START

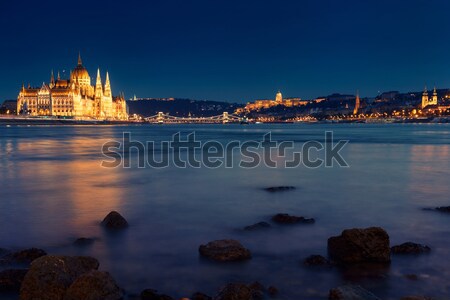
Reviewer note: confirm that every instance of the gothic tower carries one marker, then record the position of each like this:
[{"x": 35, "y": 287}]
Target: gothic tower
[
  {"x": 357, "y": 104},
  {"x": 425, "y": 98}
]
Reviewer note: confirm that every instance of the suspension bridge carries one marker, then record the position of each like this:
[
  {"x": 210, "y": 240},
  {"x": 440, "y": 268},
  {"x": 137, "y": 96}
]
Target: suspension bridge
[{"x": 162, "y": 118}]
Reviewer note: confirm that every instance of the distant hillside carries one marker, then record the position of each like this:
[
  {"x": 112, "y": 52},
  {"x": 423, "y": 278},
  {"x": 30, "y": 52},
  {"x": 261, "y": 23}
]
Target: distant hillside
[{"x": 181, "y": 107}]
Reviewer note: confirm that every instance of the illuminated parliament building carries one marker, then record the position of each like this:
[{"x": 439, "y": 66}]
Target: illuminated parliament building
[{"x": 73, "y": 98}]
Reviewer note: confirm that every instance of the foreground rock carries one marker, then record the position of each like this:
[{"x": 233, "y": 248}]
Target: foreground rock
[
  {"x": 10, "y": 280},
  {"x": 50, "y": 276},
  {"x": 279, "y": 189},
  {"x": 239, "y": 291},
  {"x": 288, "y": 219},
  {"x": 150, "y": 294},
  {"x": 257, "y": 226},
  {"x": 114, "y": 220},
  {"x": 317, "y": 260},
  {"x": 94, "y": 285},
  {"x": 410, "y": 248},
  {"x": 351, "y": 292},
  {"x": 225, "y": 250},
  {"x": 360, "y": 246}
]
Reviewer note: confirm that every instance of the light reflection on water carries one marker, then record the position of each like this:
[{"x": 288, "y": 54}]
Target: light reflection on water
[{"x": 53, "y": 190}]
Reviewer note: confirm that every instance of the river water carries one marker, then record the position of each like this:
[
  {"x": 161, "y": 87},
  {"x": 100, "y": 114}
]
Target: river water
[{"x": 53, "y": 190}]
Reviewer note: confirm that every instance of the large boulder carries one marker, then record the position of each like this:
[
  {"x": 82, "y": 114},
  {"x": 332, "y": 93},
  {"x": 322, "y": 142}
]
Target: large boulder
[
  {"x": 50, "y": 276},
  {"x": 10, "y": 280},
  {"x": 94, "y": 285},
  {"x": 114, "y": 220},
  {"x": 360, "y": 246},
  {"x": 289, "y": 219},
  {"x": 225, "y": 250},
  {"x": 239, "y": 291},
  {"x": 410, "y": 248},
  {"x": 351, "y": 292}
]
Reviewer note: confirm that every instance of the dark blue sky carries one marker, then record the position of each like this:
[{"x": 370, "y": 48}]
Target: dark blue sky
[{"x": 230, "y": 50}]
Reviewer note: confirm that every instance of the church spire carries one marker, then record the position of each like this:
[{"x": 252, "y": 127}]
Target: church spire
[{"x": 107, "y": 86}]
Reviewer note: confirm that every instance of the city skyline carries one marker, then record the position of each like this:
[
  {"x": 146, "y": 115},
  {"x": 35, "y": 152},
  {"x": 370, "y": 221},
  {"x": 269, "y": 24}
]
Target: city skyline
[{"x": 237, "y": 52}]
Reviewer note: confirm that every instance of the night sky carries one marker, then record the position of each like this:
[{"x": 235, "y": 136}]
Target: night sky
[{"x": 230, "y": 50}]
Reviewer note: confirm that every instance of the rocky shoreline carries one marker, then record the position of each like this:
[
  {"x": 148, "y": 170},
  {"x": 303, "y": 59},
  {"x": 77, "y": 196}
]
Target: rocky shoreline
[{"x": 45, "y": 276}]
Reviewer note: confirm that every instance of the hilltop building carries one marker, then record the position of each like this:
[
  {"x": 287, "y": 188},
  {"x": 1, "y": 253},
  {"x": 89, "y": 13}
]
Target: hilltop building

END
START

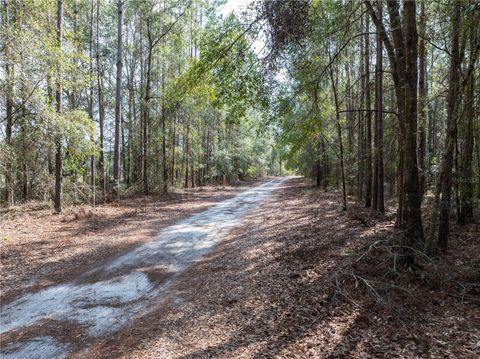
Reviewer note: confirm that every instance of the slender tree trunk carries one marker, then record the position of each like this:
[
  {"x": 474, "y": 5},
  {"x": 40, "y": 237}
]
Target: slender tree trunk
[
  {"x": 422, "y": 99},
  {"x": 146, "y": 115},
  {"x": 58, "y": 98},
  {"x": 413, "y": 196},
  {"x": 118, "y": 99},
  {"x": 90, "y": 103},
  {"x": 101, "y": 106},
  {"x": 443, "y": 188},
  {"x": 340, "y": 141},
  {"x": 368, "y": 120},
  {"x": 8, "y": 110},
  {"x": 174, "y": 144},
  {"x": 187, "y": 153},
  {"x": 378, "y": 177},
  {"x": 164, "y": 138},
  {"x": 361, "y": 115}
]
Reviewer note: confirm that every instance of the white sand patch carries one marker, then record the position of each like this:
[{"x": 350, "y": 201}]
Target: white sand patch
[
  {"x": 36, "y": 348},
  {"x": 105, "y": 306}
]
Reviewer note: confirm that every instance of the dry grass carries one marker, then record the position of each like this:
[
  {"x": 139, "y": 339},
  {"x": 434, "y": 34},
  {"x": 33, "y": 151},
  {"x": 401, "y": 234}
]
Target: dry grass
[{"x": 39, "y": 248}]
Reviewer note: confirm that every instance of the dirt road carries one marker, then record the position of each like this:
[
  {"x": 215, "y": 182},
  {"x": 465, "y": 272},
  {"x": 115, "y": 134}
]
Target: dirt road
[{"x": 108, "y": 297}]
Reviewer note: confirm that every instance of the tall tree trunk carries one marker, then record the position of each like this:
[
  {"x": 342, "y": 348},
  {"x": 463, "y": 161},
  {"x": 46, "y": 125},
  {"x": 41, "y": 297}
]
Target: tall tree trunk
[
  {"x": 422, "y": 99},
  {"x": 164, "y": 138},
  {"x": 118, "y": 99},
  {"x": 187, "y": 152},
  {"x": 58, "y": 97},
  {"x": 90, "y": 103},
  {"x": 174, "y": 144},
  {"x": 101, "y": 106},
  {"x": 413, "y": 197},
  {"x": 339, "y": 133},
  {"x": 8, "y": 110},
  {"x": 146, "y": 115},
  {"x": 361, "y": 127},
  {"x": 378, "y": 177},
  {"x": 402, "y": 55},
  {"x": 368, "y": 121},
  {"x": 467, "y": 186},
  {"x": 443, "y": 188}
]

END
START

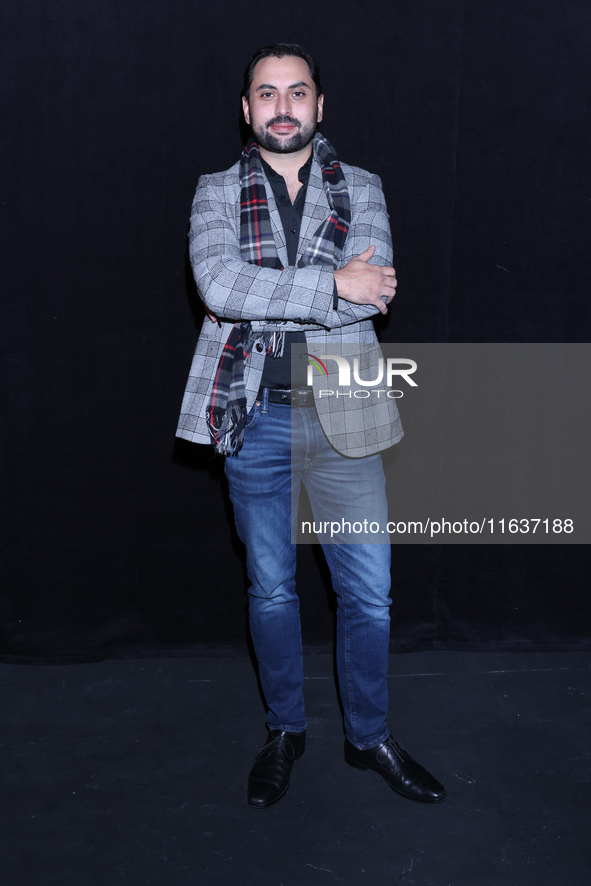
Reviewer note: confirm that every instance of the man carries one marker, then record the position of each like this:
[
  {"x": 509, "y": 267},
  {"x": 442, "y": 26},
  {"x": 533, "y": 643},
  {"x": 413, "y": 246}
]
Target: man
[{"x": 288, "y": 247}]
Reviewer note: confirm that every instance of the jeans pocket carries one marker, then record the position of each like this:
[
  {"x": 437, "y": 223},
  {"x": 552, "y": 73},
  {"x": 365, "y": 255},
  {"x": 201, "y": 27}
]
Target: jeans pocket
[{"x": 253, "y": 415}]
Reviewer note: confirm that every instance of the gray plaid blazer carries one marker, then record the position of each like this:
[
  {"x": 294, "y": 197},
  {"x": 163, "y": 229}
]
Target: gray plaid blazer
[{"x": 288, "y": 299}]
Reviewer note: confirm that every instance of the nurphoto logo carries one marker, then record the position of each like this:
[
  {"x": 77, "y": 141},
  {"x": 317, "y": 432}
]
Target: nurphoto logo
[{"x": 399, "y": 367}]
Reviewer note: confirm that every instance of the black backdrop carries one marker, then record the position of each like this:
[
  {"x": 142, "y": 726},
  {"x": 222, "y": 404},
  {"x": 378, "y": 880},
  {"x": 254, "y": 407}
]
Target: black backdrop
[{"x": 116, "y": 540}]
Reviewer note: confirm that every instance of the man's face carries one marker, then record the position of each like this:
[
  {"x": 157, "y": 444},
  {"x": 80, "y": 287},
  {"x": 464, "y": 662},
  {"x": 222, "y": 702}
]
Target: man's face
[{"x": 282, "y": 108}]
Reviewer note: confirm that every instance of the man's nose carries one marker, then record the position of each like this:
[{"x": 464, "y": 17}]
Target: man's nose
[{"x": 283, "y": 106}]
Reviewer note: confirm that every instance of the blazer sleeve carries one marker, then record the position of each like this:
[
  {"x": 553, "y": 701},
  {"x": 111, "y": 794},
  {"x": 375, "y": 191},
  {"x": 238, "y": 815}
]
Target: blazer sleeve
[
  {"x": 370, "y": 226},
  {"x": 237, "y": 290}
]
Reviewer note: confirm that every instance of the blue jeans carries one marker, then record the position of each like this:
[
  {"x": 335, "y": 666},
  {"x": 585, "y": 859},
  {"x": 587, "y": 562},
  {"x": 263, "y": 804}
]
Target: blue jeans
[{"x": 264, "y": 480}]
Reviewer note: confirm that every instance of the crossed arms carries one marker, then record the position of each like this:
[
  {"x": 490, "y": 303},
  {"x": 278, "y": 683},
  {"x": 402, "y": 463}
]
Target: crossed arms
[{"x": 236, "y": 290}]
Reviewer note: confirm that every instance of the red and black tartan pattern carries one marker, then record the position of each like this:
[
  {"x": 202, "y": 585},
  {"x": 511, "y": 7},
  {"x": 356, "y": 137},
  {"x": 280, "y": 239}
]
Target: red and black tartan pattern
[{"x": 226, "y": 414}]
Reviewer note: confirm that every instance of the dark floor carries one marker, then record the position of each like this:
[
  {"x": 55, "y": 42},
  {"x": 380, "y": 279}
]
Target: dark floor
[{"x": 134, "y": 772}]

END

_Work instructions_
Pick out each line in the items above that contains the word "large", and copy those lines in full.

_Reply to the task_
Reviewer note: confirm that every instance of the large boulder carries one marker, then record the position of each like this:
Target: large boulder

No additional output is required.